[TEXT SECTION]
++++

I often find myself needing to crop out sections from .TS files (such as commercials). I do this using DGIndexNV by selecting the section I want to keep and selecting "output trimmed TS." This usually results in approx 5 new .TS segments. Then I use DGIndex (NOT the NV one) to index each of those and extract the audio, which lists a DELAY in the file name. After I've reencoded the 5 videos to a lower bitrate and removed interlacing, etc. (output is a raw .264), I need to append them and the audio together into a .MKV. I found that adding video1 and audio1, then appending video2+audio2, video3+audio3, etc. in mkvmerge doesn't allow for proper audio sync, even when I've made sure the DELAY is being used. However, if I merge each segment separately into .MKVs, THEN append those MKVs into a single one, it all works out. Except...

++++

Named-object pointing entries
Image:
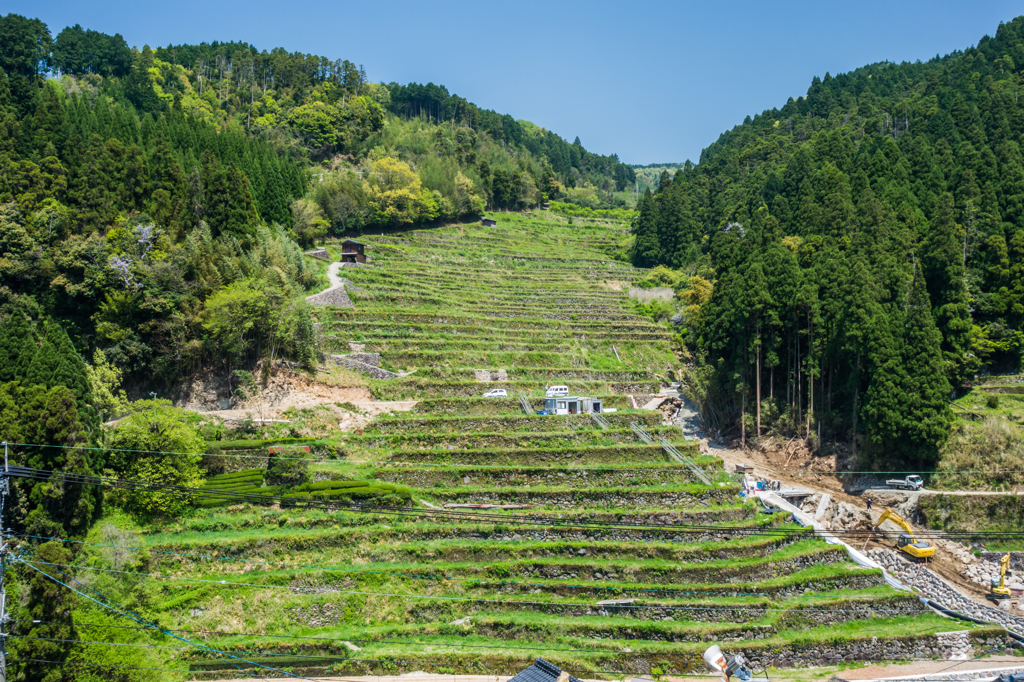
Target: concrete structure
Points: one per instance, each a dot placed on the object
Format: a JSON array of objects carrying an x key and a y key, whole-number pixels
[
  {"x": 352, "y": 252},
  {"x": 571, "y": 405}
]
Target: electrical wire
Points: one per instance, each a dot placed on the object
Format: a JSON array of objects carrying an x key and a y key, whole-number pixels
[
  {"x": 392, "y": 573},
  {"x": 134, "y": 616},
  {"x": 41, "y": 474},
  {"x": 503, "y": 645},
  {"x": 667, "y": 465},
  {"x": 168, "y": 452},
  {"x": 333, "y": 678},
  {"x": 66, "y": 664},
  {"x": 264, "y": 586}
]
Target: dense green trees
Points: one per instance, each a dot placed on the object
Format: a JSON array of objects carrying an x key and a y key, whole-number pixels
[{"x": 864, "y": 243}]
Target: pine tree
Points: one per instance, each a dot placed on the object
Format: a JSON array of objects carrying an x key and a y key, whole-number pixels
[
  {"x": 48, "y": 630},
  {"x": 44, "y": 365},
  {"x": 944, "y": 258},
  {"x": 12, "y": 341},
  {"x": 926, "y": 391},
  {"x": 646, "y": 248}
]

++++

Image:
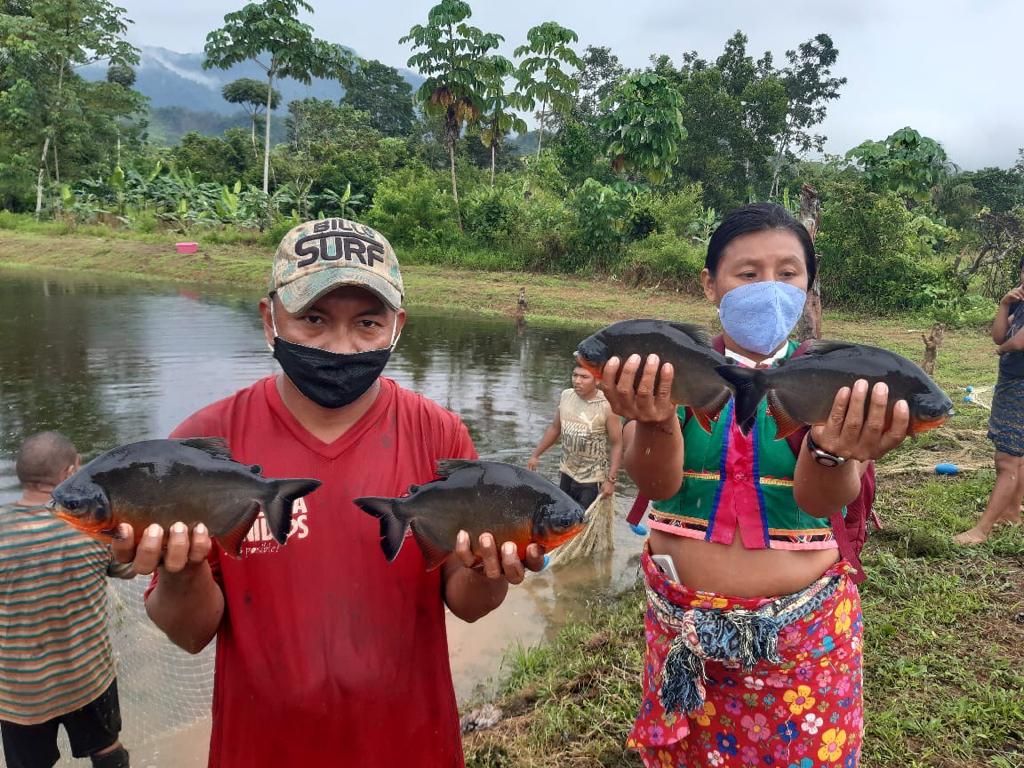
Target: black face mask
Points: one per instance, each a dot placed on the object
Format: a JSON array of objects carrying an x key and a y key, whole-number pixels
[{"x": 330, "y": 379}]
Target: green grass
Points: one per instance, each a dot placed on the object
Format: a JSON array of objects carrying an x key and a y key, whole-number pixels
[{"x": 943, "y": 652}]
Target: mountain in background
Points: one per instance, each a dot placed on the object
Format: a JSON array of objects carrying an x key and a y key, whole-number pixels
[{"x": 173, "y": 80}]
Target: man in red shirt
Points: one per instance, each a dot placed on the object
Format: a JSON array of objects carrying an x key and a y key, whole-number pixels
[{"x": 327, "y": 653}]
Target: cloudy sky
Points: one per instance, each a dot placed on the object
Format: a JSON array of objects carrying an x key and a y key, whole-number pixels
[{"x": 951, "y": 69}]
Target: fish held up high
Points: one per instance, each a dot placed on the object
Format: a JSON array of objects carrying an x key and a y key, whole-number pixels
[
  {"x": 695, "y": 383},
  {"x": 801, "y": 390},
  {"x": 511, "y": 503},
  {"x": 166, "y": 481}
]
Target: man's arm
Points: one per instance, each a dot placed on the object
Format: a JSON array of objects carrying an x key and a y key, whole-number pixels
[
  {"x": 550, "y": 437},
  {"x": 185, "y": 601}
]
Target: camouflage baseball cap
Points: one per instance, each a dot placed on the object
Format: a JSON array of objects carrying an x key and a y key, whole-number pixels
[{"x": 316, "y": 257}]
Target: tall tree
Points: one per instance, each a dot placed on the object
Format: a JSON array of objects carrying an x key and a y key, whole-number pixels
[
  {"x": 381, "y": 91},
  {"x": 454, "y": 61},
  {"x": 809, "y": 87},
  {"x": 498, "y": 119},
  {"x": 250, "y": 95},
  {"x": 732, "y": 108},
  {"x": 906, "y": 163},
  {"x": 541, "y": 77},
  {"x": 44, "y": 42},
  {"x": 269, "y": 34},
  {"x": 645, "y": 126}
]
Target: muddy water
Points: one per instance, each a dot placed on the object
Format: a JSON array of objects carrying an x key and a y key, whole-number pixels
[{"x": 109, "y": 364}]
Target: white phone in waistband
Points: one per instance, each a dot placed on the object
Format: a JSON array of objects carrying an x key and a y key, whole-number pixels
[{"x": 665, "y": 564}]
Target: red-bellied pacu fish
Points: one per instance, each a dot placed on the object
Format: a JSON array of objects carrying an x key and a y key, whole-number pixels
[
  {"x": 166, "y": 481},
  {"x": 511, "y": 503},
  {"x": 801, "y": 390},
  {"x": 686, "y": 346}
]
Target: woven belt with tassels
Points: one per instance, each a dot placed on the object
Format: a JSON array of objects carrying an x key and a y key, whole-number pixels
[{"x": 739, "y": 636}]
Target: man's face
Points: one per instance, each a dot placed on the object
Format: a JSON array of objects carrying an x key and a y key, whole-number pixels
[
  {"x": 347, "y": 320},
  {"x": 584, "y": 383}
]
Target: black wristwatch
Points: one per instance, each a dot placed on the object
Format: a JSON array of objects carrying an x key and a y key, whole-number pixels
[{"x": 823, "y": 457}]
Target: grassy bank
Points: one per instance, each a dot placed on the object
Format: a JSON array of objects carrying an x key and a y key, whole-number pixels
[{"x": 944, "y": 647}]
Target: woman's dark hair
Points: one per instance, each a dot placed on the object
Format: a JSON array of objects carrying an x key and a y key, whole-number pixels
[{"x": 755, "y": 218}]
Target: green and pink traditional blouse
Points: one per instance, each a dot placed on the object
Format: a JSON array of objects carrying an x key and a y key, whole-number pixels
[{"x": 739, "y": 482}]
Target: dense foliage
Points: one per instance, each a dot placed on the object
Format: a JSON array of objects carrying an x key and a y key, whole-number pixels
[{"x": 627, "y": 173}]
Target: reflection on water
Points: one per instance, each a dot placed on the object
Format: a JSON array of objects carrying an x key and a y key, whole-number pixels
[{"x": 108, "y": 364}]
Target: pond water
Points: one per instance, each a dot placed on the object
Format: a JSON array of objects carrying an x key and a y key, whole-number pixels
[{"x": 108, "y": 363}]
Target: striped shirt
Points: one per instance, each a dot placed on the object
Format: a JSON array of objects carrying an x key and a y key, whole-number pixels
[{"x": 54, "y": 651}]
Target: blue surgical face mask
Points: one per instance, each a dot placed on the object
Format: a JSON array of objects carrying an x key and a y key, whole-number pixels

++++

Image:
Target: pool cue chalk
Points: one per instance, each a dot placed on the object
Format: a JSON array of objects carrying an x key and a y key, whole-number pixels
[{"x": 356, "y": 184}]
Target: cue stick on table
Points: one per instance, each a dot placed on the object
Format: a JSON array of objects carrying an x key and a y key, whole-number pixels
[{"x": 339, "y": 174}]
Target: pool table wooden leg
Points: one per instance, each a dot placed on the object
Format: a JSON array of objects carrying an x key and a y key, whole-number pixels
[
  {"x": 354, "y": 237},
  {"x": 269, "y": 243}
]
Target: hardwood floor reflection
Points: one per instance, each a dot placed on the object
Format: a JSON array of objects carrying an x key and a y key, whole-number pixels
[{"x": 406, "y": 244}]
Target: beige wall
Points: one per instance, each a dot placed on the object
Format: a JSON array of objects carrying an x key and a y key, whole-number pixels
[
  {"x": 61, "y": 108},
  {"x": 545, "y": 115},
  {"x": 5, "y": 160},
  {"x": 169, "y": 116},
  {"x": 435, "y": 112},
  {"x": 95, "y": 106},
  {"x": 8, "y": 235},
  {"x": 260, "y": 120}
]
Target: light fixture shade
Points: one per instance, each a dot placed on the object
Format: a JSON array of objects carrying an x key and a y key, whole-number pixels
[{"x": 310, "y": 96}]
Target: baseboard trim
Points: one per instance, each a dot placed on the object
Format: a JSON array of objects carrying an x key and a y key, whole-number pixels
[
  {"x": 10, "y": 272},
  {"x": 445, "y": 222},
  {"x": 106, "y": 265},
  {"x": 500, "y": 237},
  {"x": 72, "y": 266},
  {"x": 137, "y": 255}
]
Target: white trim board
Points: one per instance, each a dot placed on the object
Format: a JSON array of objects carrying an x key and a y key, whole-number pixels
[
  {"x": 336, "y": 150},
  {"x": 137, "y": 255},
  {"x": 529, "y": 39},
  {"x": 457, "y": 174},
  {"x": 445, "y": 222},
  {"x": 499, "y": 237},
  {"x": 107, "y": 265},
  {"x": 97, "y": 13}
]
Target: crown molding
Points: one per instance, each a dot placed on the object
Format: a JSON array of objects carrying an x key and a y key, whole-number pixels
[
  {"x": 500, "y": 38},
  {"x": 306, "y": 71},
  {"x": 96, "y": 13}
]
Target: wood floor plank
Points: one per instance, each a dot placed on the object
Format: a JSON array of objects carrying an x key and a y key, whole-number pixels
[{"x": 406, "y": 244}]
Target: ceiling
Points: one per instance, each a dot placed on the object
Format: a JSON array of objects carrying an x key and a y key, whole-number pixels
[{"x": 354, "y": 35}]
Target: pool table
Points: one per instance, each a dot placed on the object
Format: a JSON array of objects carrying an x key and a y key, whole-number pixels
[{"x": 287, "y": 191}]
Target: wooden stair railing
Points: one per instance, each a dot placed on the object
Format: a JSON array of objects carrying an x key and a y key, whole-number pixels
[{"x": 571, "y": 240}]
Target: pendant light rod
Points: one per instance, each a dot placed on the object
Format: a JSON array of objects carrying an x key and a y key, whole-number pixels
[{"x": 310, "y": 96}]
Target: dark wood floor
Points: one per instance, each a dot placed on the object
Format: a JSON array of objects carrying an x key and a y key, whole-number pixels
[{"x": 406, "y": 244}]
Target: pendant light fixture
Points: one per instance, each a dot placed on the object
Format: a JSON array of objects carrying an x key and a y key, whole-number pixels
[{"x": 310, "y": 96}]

++++

[DIRECTIVES]
a: Answer these about the post on trimming .TS files:
(i) Which tool is used to select the section to keep and output a trimmed TS?
(ii) About how many new .TS segments does that step usually produce?
(iii) In what form is the output after reencoding?
b: Return the passage from the post on trimming .TS files, starting at the words "I often find" and ending after "works out. Except...".
c: Write the next part of the post on trimming .TS files, starting after its final word.
The records have no connection to the text.

[RESPONSES TO THE TASKS]
a:
(i) DGIndexNV
(ii) Approximately 5
(iii) A raw .264

b:
I often find myself needing to crop out sections from .TS files (such as commercials). I do this using DGIndexNV by selecting the section I want to keep and selecting "output trimmed TS." This usually results in approx 5 new .TS segments. Then I use DGIndex (NOT the NV one) to index each of those and extract the audio, which lists a DELAY in the file name. After I've reencoded the 5 videos to a lower bitrate and removed interlacing, etc. (output is a raw .264), I need to append them and the audio together into a .MKV. I found that adding video1 and audio1, then appending video2+audio2, video3+audio3, etc. in mkvmerge doesn't allow for proper audio sync, even when I've made sure the DELAY is being used. However, if I merge each segment separately into .MKVs, THEN append those MKVs into a single one, it all works out. Except...

c:
During the transition from one segment to another, the video from the first segment speeds up while the audio remains at a normal rate, then the second segment starts and everything is fine. This happens in between each segment, even though this is now in one file (I still know the timecodes where the original file breaks were). If I then use MKVExtract to demux the full .MKV into its .264 + .ac3 files (only one of each now- no more segments), and then remux them into an MKV, the audio sync has been lost after where the first segment would be. How do I fix this?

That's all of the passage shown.